GOAL OF THE EXERCISE: Change "put a point on each instance" to "mark every instance" in the entries from the line containing "Spot the red" through the end, both included. Give those lines again with nothing else altered.

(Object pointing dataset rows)
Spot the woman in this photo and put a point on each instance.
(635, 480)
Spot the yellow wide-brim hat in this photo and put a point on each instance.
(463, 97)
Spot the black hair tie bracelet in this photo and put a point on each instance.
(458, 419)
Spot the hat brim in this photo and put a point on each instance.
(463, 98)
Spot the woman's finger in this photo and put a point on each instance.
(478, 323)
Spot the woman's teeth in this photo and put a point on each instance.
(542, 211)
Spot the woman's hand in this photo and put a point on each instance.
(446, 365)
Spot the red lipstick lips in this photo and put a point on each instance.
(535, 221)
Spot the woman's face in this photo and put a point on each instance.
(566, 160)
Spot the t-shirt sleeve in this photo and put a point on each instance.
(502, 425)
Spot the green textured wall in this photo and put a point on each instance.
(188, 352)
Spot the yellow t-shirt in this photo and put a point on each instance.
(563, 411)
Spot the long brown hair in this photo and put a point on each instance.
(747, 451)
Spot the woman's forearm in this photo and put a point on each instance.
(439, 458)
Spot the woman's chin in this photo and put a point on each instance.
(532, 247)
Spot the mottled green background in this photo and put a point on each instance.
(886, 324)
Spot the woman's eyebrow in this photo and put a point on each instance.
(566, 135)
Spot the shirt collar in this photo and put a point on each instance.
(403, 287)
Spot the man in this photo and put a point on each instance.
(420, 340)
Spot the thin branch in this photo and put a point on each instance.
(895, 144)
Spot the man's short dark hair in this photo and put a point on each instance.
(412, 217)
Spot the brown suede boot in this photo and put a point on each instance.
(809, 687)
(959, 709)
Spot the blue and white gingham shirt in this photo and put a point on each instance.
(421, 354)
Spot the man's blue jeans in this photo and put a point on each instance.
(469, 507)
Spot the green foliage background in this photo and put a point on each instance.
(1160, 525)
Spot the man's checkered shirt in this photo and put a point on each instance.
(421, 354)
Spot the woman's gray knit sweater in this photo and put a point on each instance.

SOLUTION:
Spot the red lipstick lips in this photo and mark every instance.
(535, 221)
Spot the woman's face in this photo and mark every instance.
(566, 160)
Spot the t-shirt sleeve in this photo and mark every instance.
(502, 425)
Spot the green textured wall in this photo and mark every instance.
(188, 352)
Spot the yellow t-shirt in this photo and mark every instance.
(563, 411)
Spot the long brown hair in this photo and mark every instance.
(747, 451)
Spot the woman's forearm in this photo and mark every instance.
(439, 458)
Spot the woman's chin in this photo and mark every instance.
(532, 247)
Spot the mottled green background in this photo and mark every instance.
(886, 324)
Spot the woman's eyebrow in this photo and mark every instance.
(566, 135)
Spot the shirt collar in this photo and mark every instance.
(403, 287)
Spot the man in this photo and mark every instance.
(420, 340)
Spot the thin branch in this photo and mark every instance.
(895, 144)
Spot the man's short dark hair in this photo and mark every instance.
(412, 217)
Spot the brown suede boot in this photo and mark every instance.
(809, 687)
(959, 709)
Spot the blue and white gingham shirt in this photo and mark every instance.
(421, 354)
Spot the man's blue jeans in this photo and mark every instance.
(469, 507)
Spot the green foliage background in this photo and mark every instance.
(1160, 525)
Spot the man's checkered shirt in this photo and mark every instance.
(421, 354)
Spot the woman's gray knit sweater in this photo and mark every instance.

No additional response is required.